Requirements =>
Reproduce the listing below verbatim, keeping every line in its original order.

Data extract =>
++++

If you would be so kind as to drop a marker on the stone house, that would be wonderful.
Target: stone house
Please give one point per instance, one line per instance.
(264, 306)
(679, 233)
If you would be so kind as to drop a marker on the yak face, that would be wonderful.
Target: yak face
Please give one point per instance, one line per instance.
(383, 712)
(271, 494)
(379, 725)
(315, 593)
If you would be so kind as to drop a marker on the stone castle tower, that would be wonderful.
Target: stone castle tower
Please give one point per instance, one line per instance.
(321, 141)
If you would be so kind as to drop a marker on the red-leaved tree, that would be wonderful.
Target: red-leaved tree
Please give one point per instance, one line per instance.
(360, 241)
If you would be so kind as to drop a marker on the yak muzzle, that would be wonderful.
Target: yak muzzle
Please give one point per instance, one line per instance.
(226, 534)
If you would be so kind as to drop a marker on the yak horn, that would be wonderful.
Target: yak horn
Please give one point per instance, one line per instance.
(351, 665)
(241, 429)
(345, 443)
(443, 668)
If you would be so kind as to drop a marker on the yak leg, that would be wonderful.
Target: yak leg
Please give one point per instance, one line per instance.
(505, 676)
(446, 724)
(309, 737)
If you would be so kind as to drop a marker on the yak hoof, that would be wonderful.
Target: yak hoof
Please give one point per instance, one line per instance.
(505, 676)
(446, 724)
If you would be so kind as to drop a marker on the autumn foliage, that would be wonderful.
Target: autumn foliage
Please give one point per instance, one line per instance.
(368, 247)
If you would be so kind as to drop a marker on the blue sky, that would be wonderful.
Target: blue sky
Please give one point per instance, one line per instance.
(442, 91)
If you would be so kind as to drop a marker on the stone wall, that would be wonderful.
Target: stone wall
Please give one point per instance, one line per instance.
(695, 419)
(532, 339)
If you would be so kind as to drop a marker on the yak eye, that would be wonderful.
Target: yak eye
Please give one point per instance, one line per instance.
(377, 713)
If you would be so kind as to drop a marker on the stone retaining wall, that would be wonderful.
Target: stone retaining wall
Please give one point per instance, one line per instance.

++++

The solution =>
If you would be so kind as to drop a marker on the stone house, that would be wonderful.
Target: stone house
Please give one point per instance, one line per instance.
(264, 306)
(679, 233)
If you would be so kind as to drop a marker on the yak face, that would be wonderful.
Target: yak face
Please give one point per instance, one line per instance.
(383, 712)
(271, 494)
(379, 725)
(315, 593)
If you would be so kind as to drop a marker on the stone castle tower, that would be wonderful.
Target: stone castle tower
Please give one point per instance, one line per instance.
(321, 141)
If you would be so kind as to drop a marker on the red-leaved tree, that would be wonderful.
Target: red-leaved tree
Please give one point per instance, one line per instance.
(360, 241)
If you would be so kind as to drop a marker on the yak muzzle, that would be wonderful.
Target: yak muzzle
Please give one point per instance, one line per instance.
(226, 534)
If you would be so kind as to drop a marker on the yak horn, that would be wonderful.
Target: yak horn
Please give one point per instance, one line per instance.
(351, 665)
(241, 429)
(345, 443)
(443, 668)
If you would be so kind as to drop a marker on the yak leg, that would be wonderful.
Target: yak leg
Please give one point per instance, one line per instance.
(505, 676)
(446, 724)
(309, 737)
If you would be so kind as to drop a marker on the yak hoof, that would be wonderful.
Target: yak hoof
Please give one point per instance, one line per instance.
(505, 676)
(446, 724)
If you would be so kind as to drop a marker on the autumn foliage, that would be wonderful.
Target: autumn foliage
Please give one point per instance, one line per instance.
(368, 247)
If you would be so kind as to drop a marker on the blue sky, that would be wonderful.
Target: blue sky
Please give one point per instance, one line per instance.
(442, 91)
If you would be so kind as to drop a marker on the stone wall, that would be wonderful.
Target: stone wall
Please give one point per instance, one line per instance.
(695, 419)
(532, 339)
If you would be so kind as to drop a marker on the yak eye, that would be wonderful.
Target: yak eye
Please give one point per instance, one line per instance.
(377, 713)
If you would be so kind as to drop a marker on the stone retaining wall, that would be wonderful.
Target: stone retaining wall
Please give one point per instance, one line per instance.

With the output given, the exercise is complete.